TASK GOAL: Copy out the records from the start through the line that contains "[1192,0,1568,390]", requests included, and shift every bounding box coordinate by adding 52 to it. Leave the pictures out of your answer.

PROVIDED MATERIAL:
┄┄┄┄┄┄┄┄┄┄┄┄┄┄┄┄┄┄┄┄
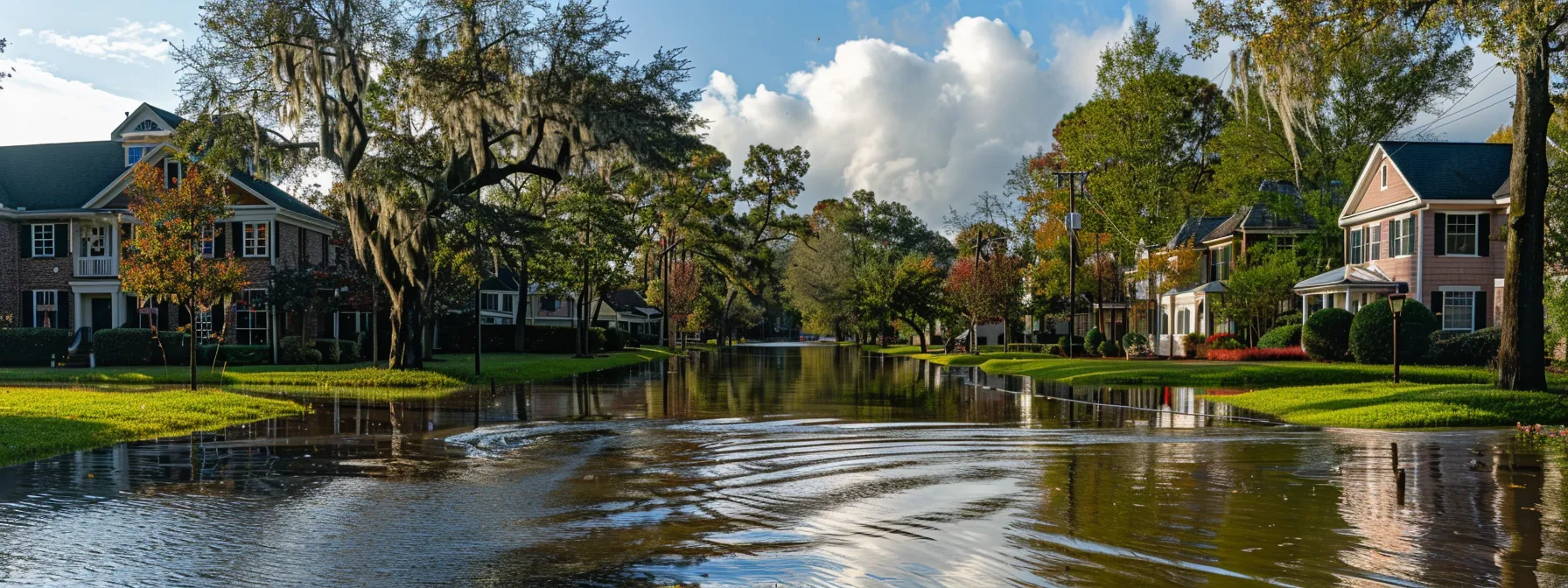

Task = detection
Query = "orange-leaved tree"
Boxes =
[119,163,246,390]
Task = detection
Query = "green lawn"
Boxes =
[0,388,305,466]
[1209,382,1568,428]
[0,348,671,388]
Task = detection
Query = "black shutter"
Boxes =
[1475,212,1491,257]
[55,290,71,331]
[1471,291,1491,331]
[55,222,71,257]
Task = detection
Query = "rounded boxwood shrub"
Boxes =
[1257,325,1301,350]
[1430,324,1502,366]
[1350,298,1438,364]
[1301,309,1354,360]
[1083,326,1105,354]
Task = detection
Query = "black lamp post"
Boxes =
[1388,293,1406,384]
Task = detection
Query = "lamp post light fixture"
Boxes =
[1388,293,1408,384]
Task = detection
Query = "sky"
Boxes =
[0,0,1511,224]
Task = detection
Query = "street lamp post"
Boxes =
[1388,293,1406,384]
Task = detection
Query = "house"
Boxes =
[1151,182,1317,354]
[0,103,335,353]
[1295,141,1513,331]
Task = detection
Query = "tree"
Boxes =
[119,162,248,390]
[1214,245,1301,345]
[177,0,699,367]
[1192,0,1568,390]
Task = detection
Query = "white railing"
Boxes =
[77,257,119,277]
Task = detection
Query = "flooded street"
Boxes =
[0,346,1568,586]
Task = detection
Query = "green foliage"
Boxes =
[277,337,321,366]
[1257,323,1301,348]
[1301,309,1354,360]
[0,328,71,366]
[1350,298,1438,364]
[1430,327,1502,366]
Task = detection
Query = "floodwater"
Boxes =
[0,346,1568,586]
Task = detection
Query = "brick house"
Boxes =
[0,103,335,353]
[1151,182,1317,354]
[1295,141,1513,331]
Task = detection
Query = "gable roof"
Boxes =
[1378,141,1513,200]
[0,141,125,210]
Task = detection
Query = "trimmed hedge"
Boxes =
[0,328,71,366]
[1430,324,1502,366]
[1301,309,1356,360]
[1350,298,1438,364]
[1257,323,1301,350]
[93,329,190,366]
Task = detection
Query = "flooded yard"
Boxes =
[0,346,1568,586]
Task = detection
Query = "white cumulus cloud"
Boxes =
[696,14,1132,222]
[0,60,141,144]
[38,19,182,64]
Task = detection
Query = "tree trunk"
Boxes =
[1492,52,1552,390]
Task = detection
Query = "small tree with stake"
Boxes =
[119,163,246,390]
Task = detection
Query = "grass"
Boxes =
[0,388,305,466]
[1210,382,1568,428]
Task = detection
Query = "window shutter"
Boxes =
[55,222,71,257]
[1471,291,1491,331]
[55,290,71,331]
[1475,212,1491,257]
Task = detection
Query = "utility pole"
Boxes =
[1052,171,1088,358]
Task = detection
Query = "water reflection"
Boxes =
[0,346,1568,586]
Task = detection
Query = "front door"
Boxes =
[89,298,115,332]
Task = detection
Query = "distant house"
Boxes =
[1152,182,1317,354]
[1295,141,1513,331]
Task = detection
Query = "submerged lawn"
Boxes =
[0,388,305,466]
[1209,382,1568,428]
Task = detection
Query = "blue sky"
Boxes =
[0,0,1511,221]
┄┄┄┄┄┄┄┄┄┄┄┄┄┄┄┄┄┄┄┄
RESPONSE TO THIS TASK:
Task = detection
Query = "orange-leaved tree"
Boxes =
[171,215,298,442]
Task = detection
Query = "green lawn"
Boxes =
[52,440,357,518]
[1261,434,1620,480]
[52,400,723,440]
Task = detection
Query = "black shutter"
Boxes =
[1527,264,1543,309]
[107,342,123,383]
[1523,343,1543,383]
[107,274,123,309]
Task = detection
Query = "rounded boxwood shrub"
Boxes =
[1309,377,1353,402]
[1482,376,1554,418]
[1402,350,1490,416]
[1353,361,1406,412]
[1135,378,1157,406]
Task = detection
Query = "black lamp post"
Boxes =
[1440,345,1458,436]
Task = detection
Query = "lamp post light fixture"
Boxes =
[1440,345,1460,436]
Task = detection
Query = "sky"
Boxes =
[52,52,1563,276]
Task = detection
Query = "street lamp post"
Boxes =
[1440,345,1458,436]
Task = detection
Query = "house"
Boxes =
[1203,234,1369,406]
[52,155,387,405]
[1347,193,1565,383]
Task = detection
Query = "tree"
Boxes =
[171,214,300,442]
[1266,297,1353,397]
[229,52,751,419]
[1244,52,1620,442]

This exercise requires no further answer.